Instructions to follow :: Transcribe exactly the lines that fall between the one holding "negative clicks: (112, 111)" and the one holding "positive clicks: (265, 117)", inclusive, from the entries below.

Information ::
━━━━━━━━━━━━━━━━━━━━
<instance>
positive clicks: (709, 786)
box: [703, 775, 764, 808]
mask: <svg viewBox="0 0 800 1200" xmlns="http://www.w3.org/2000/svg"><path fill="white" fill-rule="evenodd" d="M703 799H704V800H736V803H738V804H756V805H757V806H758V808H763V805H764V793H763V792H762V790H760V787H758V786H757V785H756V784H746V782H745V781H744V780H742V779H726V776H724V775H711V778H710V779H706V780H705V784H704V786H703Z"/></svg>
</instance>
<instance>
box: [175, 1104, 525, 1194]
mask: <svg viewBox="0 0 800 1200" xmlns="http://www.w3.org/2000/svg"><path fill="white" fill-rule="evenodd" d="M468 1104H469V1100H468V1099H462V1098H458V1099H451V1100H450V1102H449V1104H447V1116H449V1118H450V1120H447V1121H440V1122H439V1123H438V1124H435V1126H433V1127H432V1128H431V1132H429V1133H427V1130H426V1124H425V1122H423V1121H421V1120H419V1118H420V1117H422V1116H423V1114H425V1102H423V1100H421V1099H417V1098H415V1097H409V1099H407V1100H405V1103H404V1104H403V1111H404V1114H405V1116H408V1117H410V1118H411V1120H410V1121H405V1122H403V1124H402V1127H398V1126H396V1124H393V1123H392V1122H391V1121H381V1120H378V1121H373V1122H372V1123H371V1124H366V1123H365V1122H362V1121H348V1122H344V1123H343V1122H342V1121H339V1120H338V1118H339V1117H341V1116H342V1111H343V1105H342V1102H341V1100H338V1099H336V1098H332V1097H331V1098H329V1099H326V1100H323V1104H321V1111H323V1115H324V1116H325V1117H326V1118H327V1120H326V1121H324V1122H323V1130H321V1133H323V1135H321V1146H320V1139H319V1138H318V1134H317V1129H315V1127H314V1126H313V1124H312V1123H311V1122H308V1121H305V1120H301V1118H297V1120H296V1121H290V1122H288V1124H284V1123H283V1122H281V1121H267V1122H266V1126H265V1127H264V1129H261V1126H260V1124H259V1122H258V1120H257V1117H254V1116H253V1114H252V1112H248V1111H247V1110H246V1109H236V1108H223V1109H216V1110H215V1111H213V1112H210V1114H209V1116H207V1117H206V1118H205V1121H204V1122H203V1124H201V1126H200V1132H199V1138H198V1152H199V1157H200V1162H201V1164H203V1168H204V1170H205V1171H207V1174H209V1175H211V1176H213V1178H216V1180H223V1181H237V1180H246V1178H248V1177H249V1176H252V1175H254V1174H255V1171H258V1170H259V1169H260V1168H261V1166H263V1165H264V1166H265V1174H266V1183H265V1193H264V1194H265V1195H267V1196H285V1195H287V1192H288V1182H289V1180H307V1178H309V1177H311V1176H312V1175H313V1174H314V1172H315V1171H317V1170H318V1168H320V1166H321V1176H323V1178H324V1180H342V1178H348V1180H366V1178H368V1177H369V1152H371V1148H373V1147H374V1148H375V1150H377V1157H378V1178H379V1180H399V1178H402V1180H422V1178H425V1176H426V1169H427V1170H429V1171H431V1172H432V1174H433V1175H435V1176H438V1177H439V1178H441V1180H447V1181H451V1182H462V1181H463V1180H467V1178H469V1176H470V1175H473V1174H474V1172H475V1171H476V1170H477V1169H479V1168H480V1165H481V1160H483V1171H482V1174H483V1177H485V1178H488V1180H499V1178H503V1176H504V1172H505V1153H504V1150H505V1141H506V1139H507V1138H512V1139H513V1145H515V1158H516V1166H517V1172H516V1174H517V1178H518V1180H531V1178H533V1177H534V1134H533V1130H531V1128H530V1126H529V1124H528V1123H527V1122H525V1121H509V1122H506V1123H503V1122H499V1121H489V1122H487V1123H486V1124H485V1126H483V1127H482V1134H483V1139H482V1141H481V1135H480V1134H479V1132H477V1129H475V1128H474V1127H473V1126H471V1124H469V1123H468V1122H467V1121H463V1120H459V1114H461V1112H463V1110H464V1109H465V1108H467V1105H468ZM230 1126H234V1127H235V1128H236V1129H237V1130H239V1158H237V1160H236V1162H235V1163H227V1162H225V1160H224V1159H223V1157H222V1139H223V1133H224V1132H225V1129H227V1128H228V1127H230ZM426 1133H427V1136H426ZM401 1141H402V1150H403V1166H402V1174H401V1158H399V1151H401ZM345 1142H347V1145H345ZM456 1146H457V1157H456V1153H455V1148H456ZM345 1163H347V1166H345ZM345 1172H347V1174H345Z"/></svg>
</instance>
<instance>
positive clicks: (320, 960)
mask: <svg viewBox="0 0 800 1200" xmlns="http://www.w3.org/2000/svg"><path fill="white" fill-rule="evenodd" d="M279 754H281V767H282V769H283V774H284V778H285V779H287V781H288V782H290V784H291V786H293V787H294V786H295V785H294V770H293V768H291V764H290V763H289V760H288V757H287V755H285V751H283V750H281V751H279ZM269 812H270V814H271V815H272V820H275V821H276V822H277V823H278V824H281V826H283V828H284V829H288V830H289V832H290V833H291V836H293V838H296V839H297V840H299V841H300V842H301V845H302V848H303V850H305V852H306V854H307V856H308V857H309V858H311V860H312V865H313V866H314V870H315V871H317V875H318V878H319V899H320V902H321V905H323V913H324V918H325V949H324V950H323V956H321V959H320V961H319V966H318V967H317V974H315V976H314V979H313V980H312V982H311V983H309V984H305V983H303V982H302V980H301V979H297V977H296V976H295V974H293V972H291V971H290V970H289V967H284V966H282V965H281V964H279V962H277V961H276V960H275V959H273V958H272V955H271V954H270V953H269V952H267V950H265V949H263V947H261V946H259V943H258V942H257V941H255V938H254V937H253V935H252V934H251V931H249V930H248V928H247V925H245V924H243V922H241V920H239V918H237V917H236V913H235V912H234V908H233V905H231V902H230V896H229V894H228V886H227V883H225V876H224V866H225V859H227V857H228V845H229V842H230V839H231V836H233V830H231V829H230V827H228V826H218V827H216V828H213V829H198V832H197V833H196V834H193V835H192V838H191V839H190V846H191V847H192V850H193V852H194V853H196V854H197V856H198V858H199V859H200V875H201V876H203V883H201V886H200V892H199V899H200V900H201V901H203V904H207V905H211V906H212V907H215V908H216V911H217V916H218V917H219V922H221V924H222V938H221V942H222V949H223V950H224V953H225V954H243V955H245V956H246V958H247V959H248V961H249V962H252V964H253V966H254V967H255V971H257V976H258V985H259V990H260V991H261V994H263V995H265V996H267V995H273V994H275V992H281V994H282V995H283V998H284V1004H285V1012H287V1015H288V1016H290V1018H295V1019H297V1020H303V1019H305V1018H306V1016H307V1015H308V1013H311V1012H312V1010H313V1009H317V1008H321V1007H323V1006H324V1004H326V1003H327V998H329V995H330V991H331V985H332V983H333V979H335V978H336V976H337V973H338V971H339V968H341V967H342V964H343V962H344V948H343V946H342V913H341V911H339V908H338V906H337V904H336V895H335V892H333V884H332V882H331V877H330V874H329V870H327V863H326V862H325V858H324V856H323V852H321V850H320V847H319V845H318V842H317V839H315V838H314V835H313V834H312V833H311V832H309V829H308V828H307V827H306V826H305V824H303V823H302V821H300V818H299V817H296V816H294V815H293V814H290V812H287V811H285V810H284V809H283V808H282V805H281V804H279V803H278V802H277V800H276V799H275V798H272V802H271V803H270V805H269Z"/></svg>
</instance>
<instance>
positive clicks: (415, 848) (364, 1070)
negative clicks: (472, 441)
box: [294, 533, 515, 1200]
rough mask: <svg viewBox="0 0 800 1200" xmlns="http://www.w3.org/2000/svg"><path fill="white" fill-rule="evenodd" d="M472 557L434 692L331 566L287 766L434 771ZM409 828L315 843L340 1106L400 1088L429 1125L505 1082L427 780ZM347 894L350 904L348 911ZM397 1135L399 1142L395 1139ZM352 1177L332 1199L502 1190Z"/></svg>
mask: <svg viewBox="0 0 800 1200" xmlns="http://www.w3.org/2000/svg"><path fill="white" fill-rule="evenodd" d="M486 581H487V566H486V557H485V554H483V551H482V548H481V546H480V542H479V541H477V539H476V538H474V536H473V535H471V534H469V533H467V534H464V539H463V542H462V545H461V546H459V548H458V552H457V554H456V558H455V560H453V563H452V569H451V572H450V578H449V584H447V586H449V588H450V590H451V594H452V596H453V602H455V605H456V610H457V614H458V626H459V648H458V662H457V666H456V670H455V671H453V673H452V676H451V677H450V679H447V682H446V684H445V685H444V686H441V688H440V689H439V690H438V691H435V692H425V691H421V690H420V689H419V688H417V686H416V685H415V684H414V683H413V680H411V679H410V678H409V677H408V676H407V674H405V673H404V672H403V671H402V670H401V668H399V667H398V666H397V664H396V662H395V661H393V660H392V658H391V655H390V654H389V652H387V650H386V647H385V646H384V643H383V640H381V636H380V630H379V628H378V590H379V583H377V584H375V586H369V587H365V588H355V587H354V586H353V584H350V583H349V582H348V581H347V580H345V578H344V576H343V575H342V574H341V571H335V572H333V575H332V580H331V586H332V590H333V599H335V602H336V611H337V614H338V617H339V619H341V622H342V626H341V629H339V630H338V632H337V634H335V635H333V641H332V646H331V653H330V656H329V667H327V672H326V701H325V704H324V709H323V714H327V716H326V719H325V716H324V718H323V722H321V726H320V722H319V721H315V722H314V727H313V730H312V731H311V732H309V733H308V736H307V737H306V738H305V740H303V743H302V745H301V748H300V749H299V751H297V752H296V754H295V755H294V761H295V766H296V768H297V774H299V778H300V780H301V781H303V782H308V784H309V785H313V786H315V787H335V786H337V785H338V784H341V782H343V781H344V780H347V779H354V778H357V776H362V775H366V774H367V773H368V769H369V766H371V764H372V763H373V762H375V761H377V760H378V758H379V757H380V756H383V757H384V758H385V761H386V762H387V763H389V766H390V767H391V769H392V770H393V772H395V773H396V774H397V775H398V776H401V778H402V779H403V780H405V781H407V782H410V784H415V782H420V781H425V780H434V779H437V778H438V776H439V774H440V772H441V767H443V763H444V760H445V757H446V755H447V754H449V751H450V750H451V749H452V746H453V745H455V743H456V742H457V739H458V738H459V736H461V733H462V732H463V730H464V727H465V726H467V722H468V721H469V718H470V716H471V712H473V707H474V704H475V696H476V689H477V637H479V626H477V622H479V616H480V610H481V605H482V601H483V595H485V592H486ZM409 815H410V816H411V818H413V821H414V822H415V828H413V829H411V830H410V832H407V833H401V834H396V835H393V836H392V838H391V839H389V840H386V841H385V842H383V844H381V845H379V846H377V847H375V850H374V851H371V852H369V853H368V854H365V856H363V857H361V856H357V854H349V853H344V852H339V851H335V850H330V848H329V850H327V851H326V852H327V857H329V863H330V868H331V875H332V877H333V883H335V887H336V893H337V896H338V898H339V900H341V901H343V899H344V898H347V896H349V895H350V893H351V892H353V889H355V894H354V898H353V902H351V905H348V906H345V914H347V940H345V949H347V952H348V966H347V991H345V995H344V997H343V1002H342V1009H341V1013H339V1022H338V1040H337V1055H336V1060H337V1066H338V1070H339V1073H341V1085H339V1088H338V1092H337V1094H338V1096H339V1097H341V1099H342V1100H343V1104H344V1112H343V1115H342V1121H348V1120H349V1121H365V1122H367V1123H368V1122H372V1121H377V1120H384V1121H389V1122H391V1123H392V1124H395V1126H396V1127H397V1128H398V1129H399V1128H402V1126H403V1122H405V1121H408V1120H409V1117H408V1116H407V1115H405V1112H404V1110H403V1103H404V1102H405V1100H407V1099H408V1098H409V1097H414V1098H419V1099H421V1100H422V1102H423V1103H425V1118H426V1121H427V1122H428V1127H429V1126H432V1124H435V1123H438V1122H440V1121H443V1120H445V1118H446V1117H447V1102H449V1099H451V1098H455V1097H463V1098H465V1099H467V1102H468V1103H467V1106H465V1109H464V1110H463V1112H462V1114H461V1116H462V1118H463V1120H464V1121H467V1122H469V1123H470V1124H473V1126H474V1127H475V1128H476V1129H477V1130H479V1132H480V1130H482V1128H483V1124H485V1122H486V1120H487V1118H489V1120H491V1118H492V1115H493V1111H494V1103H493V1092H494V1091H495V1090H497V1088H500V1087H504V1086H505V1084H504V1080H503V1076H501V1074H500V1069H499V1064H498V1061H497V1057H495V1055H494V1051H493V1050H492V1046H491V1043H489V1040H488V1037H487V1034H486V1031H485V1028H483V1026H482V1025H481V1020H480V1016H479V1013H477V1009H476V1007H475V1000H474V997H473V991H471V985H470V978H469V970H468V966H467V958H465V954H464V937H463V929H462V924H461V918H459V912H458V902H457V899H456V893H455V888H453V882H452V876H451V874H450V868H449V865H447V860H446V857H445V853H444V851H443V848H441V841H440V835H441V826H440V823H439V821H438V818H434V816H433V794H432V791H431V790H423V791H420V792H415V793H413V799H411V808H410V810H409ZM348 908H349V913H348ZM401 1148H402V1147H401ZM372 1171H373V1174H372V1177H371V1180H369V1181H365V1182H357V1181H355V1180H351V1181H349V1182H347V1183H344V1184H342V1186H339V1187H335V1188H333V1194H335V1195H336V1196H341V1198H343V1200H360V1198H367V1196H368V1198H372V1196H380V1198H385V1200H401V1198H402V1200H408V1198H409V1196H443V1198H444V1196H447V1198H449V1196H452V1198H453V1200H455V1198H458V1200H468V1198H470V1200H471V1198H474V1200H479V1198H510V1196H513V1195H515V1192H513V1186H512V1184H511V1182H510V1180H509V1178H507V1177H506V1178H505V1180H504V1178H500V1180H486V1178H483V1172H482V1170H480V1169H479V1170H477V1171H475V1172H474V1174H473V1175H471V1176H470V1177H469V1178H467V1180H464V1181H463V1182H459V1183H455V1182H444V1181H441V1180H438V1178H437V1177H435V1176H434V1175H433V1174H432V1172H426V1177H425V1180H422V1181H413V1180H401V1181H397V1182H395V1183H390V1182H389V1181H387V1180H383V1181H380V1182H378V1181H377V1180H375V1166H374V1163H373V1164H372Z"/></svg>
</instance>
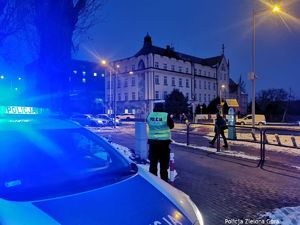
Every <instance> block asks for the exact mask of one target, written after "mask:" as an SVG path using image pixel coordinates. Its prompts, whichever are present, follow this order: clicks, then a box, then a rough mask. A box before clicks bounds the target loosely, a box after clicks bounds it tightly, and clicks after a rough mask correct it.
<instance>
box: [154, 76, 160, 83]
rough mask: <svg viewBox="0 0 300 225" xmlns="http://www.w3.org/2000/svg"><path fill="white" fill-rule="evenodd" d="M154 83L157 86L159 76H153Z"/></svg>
mask: <svg viewBox="0 0 300 225" xmlns="http://www.w3.org/2000/svg"><path fill="white" fill-rule="evenodd" d="M154 83H155V84H159V76H158V75H155V76H154Z"/></svg>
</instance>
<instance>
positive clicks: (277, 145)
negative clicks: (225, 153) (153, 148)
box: [185, 122, 300, 168]
mask: <svg viewBox="0 0 300 225" xmlns="http://www.w3.org/2000/svg"><path fill="white" fill-rule="evenodd" d="M185 126H186V143H187V145H190V144H193V142H194V143H195V142H197V139H196V140H195V138H191V136H195V135H196V136H198V138H200V137H202V138H203V137H206V141H207V139H208V138H211V137H212V136H213V135H214V128H213V127H214V124H213V123H205V122H202V123H188V124H186V125H185ZM229 129H235V130H236V139H229V140H231V141H244V142H248V143H256V144H258V145H259V151H257V150H254V148H248V149H247V150H248V152H250V154H254V155H255V156H256V157H258V158H259V160H258V166H259V167H261V168H263V166H264V164H265V161H266V154H267V159H268V160H272V161H273V162H279V163H282V161H283V159H282V158H284V160H285V164H287V165H288V164H289V163H293V164H294V163H298V164H299V161H300V150H299V148H300V128H299V127H289V128H283V127H278V126H257V127H251V126H241V125H236V126H229ZM225 136H226V137H228V130H226V132H225ZM278 147H280V149H279V148H278ZM274 149H275V150H274ZM242 150H243V149H242ZM271 150H272V151H271ZM217 151H220V139H219V138H218V139H217ZM292 153H295V154H294V156H293V157H290V156H289V157H287V156H286V155H287V154H292Z"/></svg>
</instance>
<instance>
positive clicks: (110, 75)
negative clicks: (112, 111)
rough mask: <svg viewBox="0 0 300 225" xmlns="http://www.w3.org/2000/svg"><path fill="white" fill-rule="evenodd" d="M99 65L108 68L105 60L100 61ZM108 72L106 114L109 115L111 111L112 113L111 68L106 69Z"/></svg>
mask: <svg viewBox="0 0 300 225" xmlns="http://www.w3.org/2000/svg"><path fill="white" fill-rule="evenodd" d="M101 64H102V65H103V66H105V67H106V68H107V66H108V63H107V61H106V60H101ZM108 71H109V103H108V104H109V108H108V114H111V111H112V109H111V75H112V74H111V73H112V71H111V68H110V67H108Z"/></svg>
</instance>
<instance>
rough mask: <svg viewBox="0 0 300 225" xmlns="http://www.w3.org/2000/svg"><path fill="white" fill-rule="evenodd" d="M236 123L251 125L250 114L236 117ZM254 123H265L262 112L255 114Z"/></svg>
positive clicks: (265, 117) (261, 123) (263, 117)
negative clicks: (238, 116) (262, 114)
mask: <svg viewBox="0 0 300 225" xmlns="http://www.w3.org/2000/svg"><path fill="white" fill-rule="evenodd" d="M236 123H237V124H241V125H251V124H252V115H251V114H249V115H247V116H245V117H243V118H240V119H237V121H236ZM255 124H256V125H265V124H266V117H265V115H262V114H255Z"/></svg>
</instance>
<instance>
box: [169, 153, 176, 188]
mask: <svg viewBox="0 0 300 225" xmlns="http://www.w3.org/2000/svg"><path fill="white" fill-rule="evenodd" d="M169 167H170V177H169V180H170V183H171V184H173V183H174V180H175V160H174V153H173V152H171V153H170V163H169Z"/></svg>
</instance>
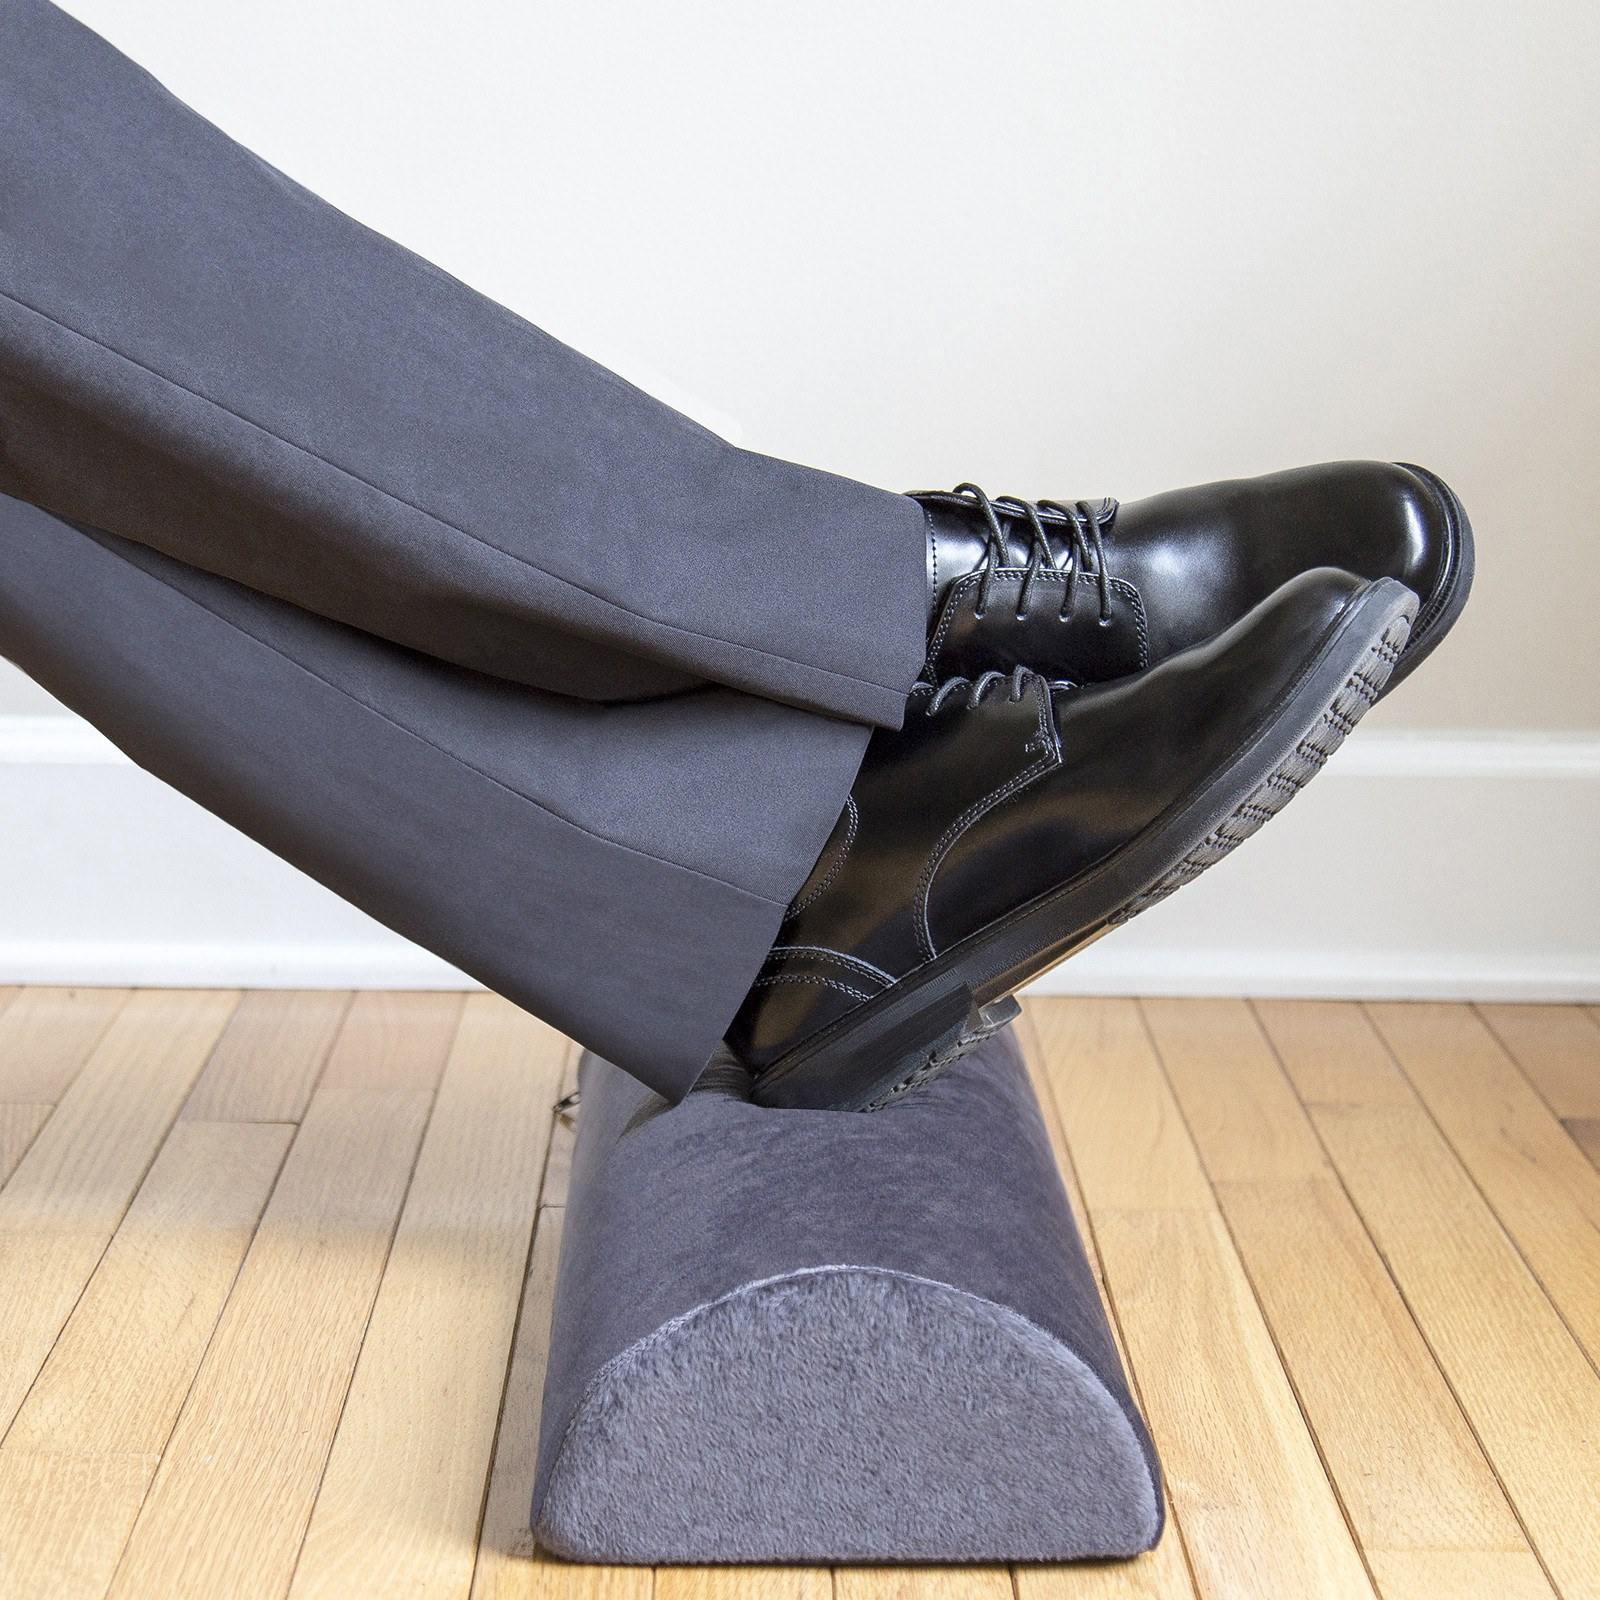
━━━━━━━━━━━━━━━━━━━━
Response box ::
negative clicks: (112, 111)
rough mask: <svg viewBox="0 0 300 225" xmlns="http://www.w3.org/2000/svg"><path fill="white" fill-rule="evenodd" d="M99 65L108 68L105 60L100 61ZM108 72L106 114L109 115L111 111L112 113L111 68L106 69Z"/></svg>
mask: <svg viewBox="0 0 300 225" xmlns="http://www.w3.org/2000/svg"><path fill="white" fill-rule="evenodd" d="M101 64H102V65H103V66H105V67H106V68H107V66H108V63H107V61H106V60H101ZM108 71H109V103H108V104H109V108H108V114H111V111H112V109H111V75H112V74H111V73H112V71H111V68H110V67H108Z"/></svg>
</instance>
<instance>
rough mask: <svg viewBox="0 0 300 225" xmlns="http://www.w3.org/2000/svg"><path fill="white" fill-rule="evenodd" d="M236 123L251 125L250 114L236 117ZM254 123H265L262 112L255 114Z"/></svg>
positive clicks: (265, 117) (261, 123) (263, 117)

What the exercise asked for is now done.